> _EXERCISE_
A word-for-word restatement of the data is what is needed.

***** DATASET EXTRACT *****

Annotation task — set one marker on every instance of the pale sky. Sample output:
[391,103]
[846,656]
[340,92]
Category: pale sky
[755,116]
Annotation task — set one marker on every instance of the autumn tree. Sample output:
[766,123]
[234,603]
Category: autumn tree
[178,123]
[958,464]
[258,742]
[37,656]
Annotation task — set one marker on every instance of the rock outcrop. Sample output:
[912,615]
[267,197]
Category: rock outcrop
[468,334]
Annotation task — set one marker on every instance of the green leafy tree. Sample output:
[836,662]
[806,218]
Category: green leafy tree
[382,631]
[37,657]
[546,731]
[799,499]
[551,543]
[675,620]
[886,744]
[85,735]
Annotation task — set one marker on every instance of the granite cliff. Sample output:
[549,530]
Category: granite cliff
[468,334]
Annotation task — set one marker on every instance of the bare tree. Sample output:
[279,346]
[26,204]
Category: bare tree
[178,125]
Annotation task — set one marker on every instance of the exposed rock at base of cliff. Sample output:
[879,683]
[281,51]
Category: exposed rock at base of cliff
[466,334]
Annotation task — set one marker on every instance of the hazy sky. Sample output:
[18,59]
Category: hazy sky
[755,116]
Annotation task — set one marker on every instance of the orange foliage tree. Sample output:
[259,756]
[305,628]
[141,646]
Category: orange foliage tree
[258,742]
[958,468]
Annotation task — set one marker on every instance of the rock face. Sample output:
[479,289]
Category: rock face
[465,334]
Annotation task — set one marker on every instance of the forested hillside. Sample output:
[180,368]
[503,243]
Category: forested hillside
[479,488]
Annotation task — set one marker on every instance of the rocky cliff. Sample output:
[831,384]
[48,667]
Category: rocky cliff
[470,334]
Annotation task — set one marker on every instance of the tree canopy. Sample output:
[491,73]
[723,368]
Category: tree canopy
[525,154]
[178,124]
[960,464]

*****

> _COMPLETED TASK_
Annotation task — set one marker on every instance of the pale sky. Sample output:
[391,103]
[846,656]
[340,92]
Category: pale sky
[755,116]
Annotation task — set one marker on every instance of the autumn tree. Sample output:
[766,123]
[234,603]
Category: autumn tree
[178,123]
[958,464]
[258,742]
[37,656]
Annotation task — set one marker on every instance of the rock outcrop. Sample output:
[912,615]
[267,197]
Category: rock outcrop
[468,334]
Annotation task — set one marker on every instance of the green leafy tree. Sample output:
[836,662]
[806,218]
Category: green leafy tree
[382,631]
[37,657]
[546,731]
[799,499]
[551,543]
[675,620]
[886,744]
[85,735]
Annotation task — set one marker on every instance of the granite cliff. Sample output:
[549,530]
Category: granite cliff
[468,334]
Annotation task — set one marker on every instance of the bare tree. Sample output:
[279,346]
[26,204]
Category: bare tree
[178,125]
Annotation task — set one marker on every instance of the exposed rock at base of cliff. Sample output:
[879,683]
[281,51]
Category: exposed rock at base of cliff
[466,334]
Annotation task — set one marker on every instance of the hazy sky. Sample output:
[18,59]
Category: hazy sky
[755,116]
Annotation task — set one marker on every instance of the orange foliage tree. Sample output:
[259,756]
[305,628]
[141,646]
Category: orange foliage tree
[258,742]
[958,468]
Annotation task — set one marker on every instance of the rock face. Sample output:
[479,289]
Category: rock face
[465,334]
Annotation task — set one marker on every instance of the forested hillside. Sample output:
[180,368]
[503,243]
Category: forested hillside
[479,488]
Annotation task — set one marker on every instance of the rocky cliff. Sample output:
[831,384]
[48,667]
Category: rocky cliff
[470,334]
Annotation task — set one marker on every instance of the tree canopy. Sample output:
[491,73]
[723,368]
Category: tree canopy
[525,154]
[178,124]
[960,464]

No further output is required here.